## Task details:
Return each line of the listing below that contains the string "reflective", treating uppercase and lowercase letters as distinct.

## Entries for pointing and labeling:
****************************************

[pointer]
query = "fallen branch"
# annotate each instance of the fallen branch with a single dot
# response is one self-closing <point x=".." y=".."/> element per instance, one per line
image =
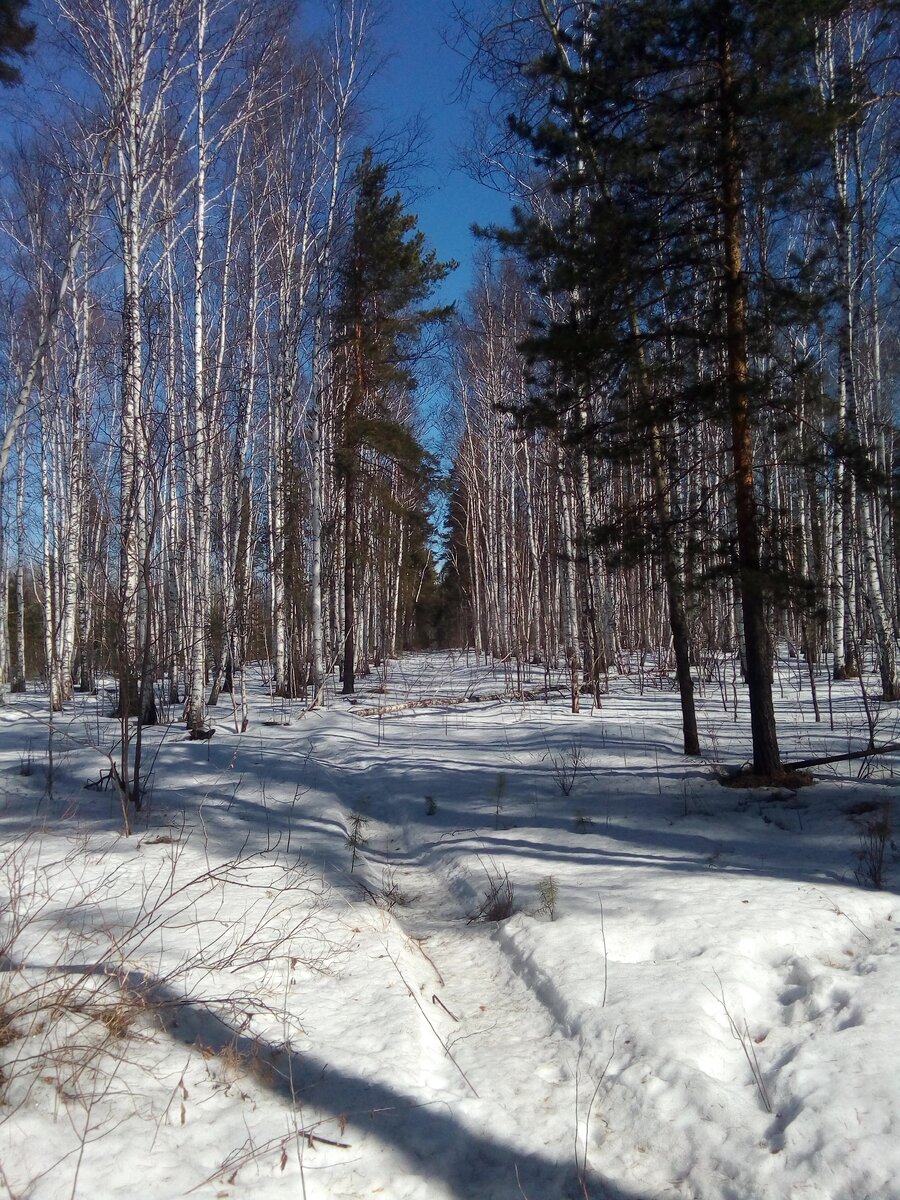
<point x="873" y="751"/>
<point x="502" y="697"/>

****************************************

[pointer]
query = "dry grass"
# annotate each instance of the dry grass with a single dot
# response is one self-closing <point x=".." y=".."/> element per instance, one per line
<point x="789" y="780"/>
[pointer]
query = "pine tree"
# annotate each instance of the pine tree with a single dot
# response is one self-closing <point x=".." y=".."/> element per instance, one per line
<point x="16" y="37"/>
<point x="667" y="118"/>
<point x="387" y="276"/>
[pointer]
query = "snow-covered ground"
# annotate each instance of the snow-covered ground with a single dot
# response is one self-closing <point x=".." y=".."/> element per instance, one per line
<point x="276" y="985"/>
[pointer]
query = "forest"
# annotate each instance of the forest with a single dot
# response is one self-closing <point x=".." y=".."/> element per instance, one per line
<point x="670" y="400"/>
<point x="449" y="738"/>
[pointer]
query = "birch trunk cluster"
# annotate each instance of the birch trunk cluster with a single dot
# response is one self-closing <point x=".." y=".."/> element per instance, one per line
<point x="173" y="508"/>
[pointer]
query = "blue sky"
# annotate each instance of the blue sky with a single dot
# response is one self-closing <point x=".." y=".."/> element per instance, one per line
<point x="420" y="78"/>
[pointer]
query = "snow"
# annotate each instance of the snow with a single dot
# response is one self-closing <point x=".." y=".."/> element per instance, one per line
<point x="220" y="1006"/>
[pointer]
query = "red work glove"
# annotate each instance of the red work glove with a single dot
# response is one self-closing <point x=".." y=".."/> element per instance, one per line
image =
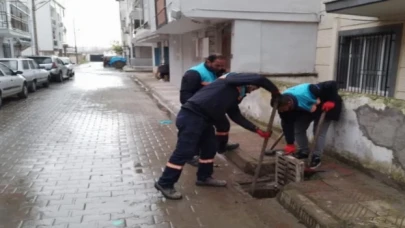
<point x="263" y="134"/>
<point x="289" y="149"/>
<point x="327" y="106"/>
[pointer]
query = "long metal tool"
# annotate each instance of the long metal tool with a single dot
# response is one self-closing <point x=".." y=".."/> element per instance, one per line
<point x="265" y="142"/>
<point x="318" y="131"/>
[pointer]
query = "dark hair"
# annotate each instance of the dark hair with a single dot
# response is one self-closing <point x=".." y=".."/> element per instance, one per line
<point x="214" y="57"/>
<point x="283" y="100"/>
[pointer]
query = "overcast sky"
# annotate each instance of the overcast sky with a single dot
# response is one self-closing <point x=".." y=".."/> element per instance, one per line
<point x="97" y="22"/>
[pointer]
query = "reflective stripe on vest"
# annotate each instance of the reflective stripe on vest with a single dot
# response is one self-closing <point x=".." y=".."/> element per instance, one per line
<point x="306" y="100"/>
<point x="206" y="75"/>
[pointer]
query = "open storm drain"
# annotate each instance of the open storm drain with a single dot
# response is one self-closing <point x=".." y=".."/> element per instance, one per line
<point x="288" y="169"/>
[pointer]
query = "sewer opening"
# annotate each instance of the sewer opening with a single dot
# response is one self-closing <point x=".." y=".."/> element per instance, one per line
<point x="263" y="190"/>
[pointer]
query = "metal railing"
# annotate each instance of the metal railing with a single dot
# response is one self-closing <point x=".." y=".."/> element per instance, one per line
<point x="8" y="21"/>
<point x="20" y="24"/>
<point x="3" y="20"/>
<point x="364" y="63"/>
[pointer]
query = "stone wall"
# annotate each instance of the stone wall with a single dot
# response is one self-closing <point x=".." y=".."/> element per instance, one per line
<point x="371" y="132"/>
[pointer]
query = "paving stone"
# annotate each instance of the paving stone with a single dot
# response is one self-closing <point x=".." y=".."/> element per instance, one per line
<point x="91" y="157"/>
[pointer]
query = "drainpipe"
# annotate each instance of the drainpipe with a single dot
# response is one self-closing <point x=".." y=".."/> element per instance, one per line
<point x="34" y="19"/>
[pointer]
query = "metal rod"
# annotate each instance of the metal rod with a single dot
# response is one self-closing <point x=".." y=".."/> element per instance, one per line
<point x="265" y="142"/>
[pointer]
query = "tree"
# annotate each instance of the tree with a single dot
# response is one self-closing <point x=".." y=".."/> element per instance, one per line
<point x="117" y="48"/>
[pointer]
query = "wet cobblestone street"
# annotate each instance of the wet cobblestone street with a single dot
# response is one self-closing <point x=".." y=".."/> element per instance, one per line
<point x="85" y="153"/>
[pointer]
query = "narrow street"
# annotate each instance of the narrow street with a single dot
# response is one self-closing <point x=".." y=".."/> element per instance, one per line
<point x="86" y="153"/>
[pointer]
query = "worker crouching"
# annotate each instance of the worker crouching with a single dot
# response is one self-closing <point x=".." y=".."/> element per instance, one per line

****************************************

## Complete answer:
query = "reflective stripe on vest"
# annotate each instance of the reflective stripe on vest with a single dot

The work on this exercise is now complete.